**Action item**
Please copy each line below that contains the word "tree".

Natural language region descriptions
== == ==

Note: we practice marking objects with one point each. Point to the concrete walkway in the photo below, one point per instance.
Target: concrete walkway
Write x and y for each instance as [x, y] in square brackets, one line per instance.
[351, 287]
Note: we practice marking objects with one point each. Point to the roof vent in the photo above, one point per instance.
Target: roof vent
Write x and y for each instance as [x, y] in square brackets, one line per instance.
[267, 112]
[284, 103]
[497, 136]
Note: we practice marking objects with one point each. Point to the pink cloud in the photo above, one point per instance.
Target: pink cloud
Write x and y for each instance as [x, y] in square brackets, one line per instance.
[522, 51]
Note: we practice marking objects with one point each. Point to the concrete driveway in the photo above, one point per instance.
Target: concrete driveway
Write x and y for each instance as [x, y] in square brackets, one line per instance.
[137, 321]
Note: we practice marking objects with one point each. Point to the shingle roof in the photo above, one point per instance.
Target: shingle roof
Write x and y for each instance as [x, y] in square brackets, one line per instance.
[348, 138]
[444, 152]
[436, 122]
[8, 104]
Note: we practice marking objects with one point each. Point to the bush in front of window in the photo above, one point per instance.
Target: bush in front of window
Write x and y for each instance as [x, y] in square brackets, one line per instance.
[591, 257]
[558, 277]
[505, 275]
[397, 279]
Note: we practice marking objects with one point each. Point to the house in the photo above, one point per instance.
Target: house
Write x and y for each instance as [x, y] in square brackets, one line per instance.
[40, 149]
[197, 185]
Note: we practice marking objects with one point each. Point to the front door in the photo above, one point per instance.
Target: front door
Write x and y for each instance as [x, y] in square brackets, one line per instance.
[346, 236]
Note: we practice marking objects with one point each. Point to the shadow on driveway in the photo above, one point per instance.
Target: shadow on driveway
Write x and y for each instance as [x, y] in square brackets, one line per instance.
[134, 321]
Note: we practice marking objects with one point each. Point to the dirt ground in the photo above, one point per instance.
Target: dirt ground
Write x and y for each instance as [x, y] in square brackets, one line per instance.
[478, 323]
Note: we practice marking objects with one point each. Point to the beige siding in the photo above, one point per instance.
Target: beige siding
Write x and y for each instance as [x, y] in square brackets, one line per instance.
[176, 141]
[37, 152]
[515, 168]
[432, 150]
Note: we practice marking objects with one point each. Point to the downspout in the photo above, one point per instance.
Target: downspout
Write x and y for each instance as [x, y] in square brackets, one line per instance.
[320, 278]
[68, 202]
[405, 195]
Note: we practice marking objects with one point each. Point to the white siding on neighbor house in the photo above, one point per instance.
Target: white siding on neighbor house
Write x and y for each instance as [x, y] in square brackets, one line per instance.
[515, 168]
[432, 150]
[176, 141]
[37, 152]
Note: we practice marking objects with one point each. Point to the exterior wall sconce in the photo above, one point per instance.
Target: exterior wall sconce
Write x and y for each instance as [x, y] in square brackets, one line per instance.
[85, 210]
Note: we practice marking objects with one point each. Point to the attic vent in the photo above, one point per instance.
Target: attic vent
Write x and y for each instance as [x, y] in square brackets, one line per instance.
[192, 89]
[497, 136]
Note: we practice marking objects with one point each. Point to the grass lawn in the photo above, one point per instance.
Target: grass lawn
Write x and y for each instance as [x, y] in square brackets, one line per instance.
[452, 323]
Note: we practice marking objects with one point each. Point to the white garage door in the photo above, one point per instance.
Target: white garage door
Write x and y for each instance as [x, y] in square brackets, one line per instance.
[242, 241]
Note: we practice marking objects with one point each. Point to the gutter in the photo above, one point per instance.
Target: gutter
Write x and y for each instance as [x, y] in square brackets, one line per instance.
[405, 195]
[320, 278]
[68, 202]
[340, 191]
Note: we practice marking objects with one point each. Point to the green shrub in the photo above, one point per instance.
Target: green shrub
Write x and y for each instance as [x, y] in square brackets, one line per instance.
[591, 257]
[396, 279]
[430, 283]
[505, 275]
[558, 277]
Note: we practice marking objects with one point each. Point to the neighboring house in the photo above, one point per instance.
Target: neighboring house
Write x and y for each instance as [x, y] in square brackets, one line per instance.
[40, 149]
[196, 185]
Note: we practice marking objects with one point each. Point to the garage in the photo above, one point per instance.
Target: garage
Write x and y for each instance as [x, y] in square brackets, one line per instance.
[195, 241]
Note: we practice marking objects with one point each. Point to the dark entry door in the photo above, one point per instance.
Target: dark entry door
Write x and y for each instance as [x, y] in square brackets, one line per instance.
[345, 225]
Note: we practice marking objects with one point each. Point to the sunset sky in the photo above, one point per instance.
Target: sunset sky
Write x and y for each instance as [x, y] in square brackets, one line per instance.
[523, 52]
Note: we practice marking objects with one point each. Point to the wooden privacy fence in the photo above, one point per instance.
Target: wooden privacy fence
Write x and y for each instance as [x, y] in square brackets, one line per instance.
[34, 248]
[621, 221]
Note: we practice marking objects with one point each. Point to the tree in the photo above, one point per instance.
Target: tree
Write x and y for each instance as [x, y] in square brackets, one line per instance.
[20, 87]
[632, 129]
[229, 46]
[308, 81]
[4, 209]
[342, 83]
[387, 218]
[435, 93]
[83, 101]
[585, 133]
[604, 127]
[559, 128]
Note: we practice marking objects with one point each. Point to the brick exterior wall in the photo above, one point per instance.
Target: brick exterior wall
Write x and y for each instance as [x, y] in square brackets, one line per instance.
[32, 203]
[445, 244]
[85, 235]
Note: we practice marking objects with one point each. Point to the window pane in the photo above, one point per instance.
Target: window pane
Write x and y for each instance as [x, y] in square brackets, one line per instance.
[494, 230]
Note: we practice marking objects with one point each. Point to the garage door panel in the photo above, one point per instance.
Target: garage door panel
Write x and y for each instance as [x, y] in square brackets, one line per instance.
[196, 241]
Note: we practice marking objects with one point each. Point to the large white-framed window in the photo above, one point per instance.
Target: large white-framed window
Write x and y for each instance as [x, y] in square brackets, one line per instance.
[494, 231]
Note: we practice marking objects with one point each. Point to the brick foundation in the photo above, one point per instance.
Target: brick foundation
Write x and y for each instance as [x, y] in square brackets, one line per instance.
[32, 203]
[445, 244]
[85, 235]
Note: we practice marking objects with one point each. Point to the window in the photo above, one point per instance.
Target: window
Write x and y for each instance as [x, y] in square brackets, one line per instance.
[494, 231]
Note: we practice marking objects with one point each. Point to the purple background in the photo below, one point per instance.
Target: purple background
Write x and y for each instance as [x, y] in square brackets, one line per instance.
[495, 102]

== == ==

**Finished exercise**
Note: we practice marking objects with one point each. Point to the tree in the photo above, one point per instance.
Target: tree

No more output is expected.